**Exercise goal:** With the pictures left out, restate every entry word for word.

*** Recorded data Section Begins ***

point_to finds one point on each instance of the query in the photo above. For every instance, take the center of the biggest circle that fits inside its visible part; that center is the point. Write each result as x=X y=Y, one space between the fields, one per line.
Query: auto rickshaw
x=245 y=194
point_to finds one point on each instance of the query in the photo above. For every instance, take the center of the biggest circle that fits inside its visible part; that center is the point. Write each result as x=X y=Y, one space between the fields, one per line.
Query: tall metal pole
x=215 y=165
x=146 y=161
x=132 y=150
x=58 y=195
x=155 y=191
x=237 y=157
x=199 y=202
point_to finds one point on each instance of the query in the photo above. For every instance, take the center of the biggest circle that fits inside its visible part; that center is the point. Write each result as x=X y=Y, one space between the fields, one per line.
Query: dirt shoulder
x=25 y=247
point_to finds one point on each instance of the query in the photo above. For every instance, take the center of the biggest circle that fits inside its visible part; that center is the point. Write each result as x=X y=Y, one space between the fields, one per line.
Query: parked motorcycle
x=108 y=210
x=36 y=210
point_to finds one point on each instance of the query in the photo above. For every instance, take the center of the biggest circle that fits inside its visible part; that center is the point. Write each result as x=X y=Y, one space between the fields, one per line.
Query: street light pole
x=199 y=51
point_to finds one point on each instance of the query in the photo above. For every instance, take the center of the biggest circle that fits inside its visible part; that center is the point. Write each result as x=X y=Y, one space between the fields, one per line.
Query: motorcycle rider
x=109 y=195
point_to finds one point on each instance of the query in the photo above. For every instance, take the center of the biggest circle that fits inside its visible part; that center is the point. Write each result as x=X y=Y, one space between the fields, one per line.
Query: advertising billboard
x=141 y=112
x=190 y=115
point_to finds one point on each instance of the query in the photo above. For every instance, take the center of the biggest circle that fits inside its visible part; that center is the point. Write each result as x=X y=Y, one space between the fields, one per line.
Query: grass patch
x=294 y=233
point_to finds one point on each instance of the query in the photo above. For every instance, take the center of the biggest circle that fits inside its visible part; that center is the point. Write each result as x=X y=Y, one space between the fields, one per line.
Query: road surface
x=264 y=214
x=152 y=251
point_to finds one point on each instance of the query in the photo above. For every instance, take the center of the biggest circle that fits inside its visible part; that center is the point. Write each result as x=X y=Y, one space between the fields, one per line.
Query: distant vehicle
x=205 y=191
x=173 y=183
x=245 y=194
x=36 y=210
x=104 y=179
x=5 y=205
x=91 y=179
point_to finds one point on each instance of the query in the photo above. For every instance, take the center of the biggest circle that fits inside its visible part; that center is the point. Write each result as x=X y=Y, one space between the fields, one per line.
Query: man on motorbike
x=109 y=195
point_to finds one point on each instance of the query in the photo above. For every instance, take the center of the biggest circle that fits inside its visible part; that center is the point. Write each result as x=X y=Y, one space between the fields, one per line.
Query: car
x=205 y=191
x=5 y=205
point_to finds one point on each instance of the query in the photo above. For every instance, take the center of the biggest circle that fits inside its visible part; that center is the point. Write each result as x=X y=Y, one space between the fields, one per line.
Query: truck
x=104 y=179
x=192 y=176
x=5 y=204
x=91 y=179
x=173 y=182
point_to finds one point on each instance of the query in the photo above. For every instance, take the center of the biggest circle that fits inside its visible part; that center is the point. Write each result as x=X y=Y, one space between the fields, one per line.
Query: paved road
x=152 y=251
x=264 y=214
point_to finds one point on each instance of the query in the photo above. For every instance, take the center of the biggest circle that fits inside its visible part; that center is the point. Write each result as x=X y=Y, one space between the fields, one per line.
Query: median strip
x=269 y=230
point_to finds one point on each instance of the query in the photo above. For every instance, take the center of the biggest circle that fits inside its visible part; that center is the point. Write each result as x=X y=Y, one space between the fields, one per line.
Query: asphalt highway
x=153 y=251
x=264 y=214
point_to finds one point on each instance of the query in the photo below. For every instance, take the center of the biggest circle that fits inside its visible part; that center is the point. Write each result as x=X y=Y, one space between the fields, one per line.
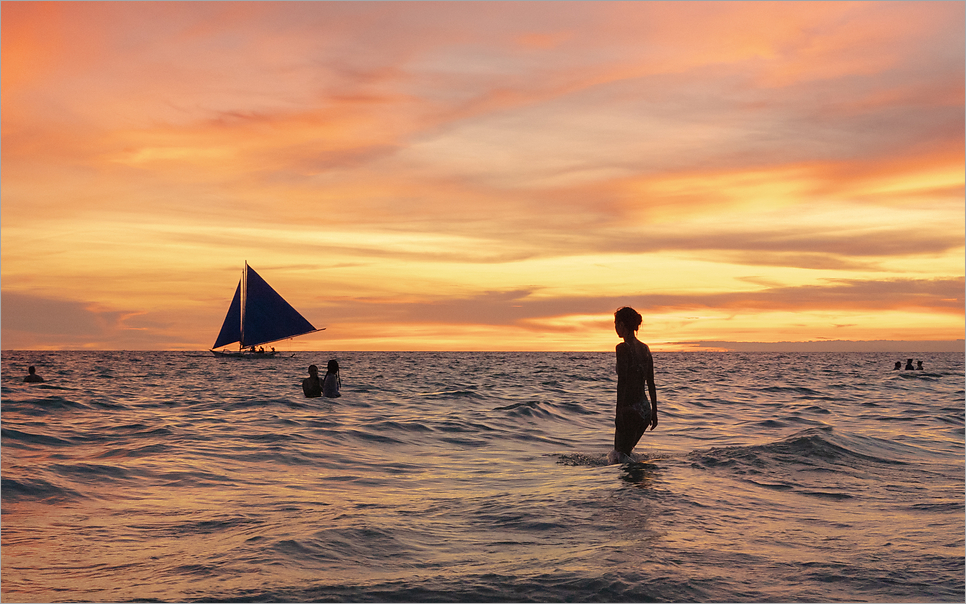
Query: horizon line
x=896 y=346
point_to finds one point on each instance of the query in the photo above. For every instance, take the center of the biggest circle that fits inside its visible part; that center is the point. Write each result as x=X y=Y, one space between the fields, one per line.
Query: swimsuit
x=633 y=418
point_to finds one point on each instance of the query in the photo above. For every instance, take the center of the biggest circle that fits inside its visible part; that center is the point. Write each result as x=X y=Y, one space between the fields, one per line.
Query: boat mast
x=244 y=301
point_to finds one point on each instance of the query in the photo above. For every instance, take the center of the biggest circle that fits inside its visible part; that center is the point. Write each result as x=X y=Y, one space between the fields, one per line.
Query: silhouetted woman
x=331 y=382
x=635 y=379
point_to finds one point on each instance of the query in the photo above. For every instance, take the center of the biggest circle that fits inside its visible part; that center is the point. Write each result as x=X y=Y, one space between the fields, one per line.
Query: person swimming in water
x=311 y=385
x=331 y=382
x=635 y=372
x=32 y=376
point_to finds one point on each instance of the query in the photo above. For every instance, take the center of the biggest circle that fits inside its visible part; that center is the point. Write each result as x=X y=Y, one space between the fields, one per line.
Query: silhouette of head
x=628 y=317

*** Recorded data Section Ends ***

**Response for this exercise:**
point_to finds one point on each instance of the query in the photo above. For every instance, take the center of the biggest circle that fits inside its visible part; that center is the point. Write each result as x=X y=Y, one space between the fields, one per line.
Query: auto rickshaw
x=245 y=194
point_to finds one point on each instance of the query in the photo above. For every instance, take the center of the biggest circle that fits inside its visible part; that center is the point. Write each result as x=X y=Y, one space between the fields, one per line.
Query: tall metal pole
x=215 y=165
x=146 y=161
x=132 y=150
x=58 y=195
x=155 y=191
x=237 y=157
x=199 y=202
point_to finds one point on each instance of the query in the photo above. For every instance, take the center of the biggest circle that fits inside its visible part; that center is the point. Write each result as x=X y=Y, one space between the fields, one per line.
Query: dirt shoulder
x=25 y=247
point_to finds one point on each instance of the query in the photo above. For every instance, take the center of the biggest circle that fits inside its visible part; that center is the point. Write each result as x=X y=Y, one space between the fields, one per line.
Query: parked motorcycle
x=108 y=210
x=36 y=210
point_to finds one point on each instance of the query in the photo above. For every instance, take the center of the biggest circle that fits inside its visible part; that center is the point. Write each result as x=X y=Y, one space between the fields, one per line.
Query: street light pole
x=199 y=51
point_to finds one point on each instance of the query in the photo above. For every instance, take the center of the biggest circle that fits inside its visible part; that center is the point. Write each result as x=X y=Y, one space between the fields, one per line.
Query: motorcycle rider
x=109 y=195
point_to finds one point on each instance of the query in the photo above. For every instance, take the center of the biggest circle that fits inside its visible part; that center is the point. Write each result as x=X y=Y, one space between the fields, one per line.
Query: advertising billboard
x=141 y=112
x=190 y=115
point_to finds one point on each instance of the query in the photo above. For every instance, take the center of the biggest circle that fits inside its visible part; that center is the point. Write each result as x=X y=Y, one space between the fields, one per line.
Query: grass patch
x=294 y=233
point_to finds one point on each instance of the query in the photo above. For every instance, take the center of the biggest circle that fits inside its visible part; that center is the point. Write each result as x=X y=Y, one space between the fields, one per line.
Query: road surface
x=264 y=214
x=152 y=251
point_to finds one point on each instance of the query in the photo above. For every instance, take the center of the biggest circle that fits inside its visible part; that center is the point. Write each result as x=X y=Y, one space between the fields, one per line.
Query: distant vehicle
x=205 y=191
x=173 y=183
x=245 y=194
x=36 y=210
x=104 y=179
x=5 y=205
x=91 y=179
point_to finds one point on each instance of the query in the photo above. For every instance, take the center of the biggest circle that fits inside its visible part; that center is the point. Write each result as x=X y=Y, one space between the fields, one per line.
Query: man on motorbike
x=109 y=195
point_to finds one point on each instance of the query in the photo above. For every instance, take the center of the biggest circle that fits inside its visible part; that center is the point. Write each result as x=X y=Y, one space between the fields, one per line.
Query: car
x=205 y=191
x=5 y=205
point_to finds one point on each instance of the query in the photo above. For every instance, take the center of the biggest circle that fits inside its visible part; that center is the point. Write each result as x=X y=Y, one space between the fields, one per line.
Query: truck
x=104 y=179
x=192 y=176
x=5 y=204
x=91 y=179
x=173 y=182
point_to finds one point on each instance of the query in the photo above. For every instance, take the center of the biggest circle that fits inside its visible part; that center is the point. Write each result as x=X y=Y, one space between the fields, one per line.
Query: paved road
x=152 y=251
x=264 y=214
point_to finds one point on each instance of the query in the photo above. For every instance, take the center of the biggest circle that fits inside its visible part; that center is the point. Write each result as x=X y=Y, one space between the fields, one per line.
Query: median strip
x=269 y=230
point_to finds one point on each instance of the query in the photo above. For every instance, take the center of the biggest circle that fits inside its visible part; that center is the point. Write each result as x=X y=Y, one space between the fields, one per line.
Query: asphalt highway
x=153 y=251
x=264 y=214
point_to finds one point on each instance of the query in the photo below. For every instance, take the center of the biggest circle that fits inside its visible part; that center is the point. Write each result as x=X y=Y, one space between the fields, one per line.
Query: horizon line
x=896 y=346
point_to finds one point on each instance of the query in the photo above. For every instance, take the center of the biggest circle that fits inside its visible part; that center is the point. Write each result as x=X y=Y, one space between the fields, one per line.
Query: swimsuit
x=633 y=418
point_to finds one point on each instance of the query in the photo above. For every instance, take the center of the biggest circle that fits inside its visible part; that center is the point. Write each result as x=X y=Y, one space between the fields, one per line.
Query: boat mast
x=244 y=301
point_to finds one point on each instance of the query in the photo above. For every instance, take the center of the biggest circle that fits inside its visible part; that center is the point. Write each result as x=X y=Y, one space between the fields, one per line.
Query: silhouetted woman
x=331 y=382
x=635 y=379
point_to finds one point on each instance of the query in the photo above. For every instance, take the center of the biggest circle that fits inside its visible part; that center is the point. Write each result as x=X y=Y, one space between the fields, one per line.
Query: person swimming in water
x=311 y=385
x=331 y=382
x=635 y=372
x=32 y=376
point_to finds one point on each instance of the query in the photo above. For every instance, take the center of the biggest circle that fits inside its visible part; that center is the point. Write each result as x=X y=Y, one space between the fields, one per line.
Query: silhouette of head
x=628 y=317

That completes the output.